__Given task__
Pick out each line of the records that contains the string "flower" and copy it out. Match case exactly.

════════════════════

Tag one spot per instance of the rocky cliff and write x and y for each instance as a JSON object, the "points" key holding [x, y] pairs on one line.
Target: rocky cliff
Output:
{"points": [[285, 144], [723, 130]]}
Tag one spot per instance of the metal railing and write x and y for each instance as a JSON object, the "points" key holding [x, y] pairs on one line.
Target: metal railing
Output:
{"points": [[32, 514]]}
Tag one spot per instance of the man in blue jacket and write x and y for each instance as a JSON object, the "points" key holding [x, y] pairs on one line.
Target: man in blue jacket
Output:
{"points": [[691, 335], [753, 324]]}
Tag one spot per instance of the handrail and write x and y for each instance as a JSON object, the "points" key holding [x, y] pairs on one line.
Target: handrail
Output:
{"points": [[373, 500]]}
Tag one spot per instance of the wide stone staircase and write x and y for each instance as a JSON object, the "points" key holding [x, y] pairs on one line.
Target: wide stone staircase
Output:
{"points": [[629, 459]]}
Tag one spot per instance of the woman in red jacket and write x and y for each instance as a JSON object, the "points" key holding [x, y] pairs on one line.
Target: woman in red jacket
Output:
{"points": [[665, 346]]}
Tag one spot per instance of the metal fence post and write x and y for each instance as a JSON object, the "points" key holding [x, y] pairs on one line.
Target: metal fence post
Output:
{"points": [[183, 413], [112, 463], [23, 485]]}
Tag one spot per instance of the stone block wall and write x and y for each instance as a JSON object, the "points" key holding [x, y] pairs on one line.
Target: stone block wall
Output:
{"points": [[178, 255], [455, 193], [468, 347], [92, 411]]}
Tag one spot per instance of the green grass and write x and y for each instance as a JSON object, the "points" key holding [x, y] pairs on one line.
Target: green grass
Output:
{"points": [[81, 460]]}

════════════════════

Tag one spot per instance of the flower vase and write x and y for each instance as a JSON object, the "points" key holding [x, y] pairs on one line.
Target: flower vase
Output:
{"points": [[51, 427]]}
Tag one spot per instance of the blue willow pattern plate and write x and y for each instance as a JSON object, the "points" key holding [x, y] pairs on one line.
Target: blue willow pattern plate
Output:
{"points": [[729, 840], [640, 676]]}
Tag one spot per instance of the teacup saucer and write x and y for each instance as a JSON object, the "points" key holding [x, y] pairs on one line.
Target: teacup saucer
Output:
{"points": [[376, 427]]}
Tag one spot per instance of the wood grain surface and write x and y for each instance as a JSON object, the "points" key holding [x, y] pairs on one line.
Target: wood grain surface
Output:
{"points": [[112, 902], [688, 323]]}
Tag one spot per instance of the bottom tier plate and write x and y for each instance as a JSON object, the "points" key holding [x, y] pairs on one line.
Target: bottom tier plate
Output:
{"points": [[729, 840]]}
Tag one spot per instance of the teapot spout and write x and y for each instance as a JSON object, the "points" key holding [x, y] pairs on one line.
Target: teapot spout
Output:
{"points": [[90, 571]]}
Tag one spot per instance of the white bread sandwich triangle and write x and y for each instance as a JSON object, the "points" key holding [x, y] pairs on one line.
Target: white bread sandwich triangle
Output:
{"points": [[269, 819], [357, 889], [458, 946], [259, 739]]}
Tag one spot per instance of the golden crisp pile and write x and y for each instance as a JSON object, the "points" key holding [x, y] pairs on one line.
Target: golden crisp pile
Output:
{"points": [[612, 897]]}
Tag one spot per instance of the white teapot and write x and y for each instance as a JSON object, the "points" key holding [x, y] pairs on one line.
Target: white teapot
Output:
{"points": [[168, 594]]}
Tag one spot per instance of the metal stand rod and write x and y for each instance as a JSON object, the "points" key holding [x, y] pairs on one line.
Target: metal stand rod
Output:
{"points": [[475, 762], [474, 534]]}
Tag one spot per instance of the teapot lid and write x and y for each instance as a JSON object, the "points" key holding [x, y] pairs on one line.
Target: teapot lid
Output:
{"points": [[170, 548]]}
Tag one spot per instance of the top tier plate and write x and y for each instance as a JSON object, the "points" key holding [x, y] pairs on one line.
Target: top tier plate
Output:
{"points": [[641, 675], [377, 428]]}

════════════════════

__Written solution__
Tag one spot per instance of the flower vase and write x and y for each instance as a JSON object, the "points" key holding [x, y] pairs on one line.
Target: flower vase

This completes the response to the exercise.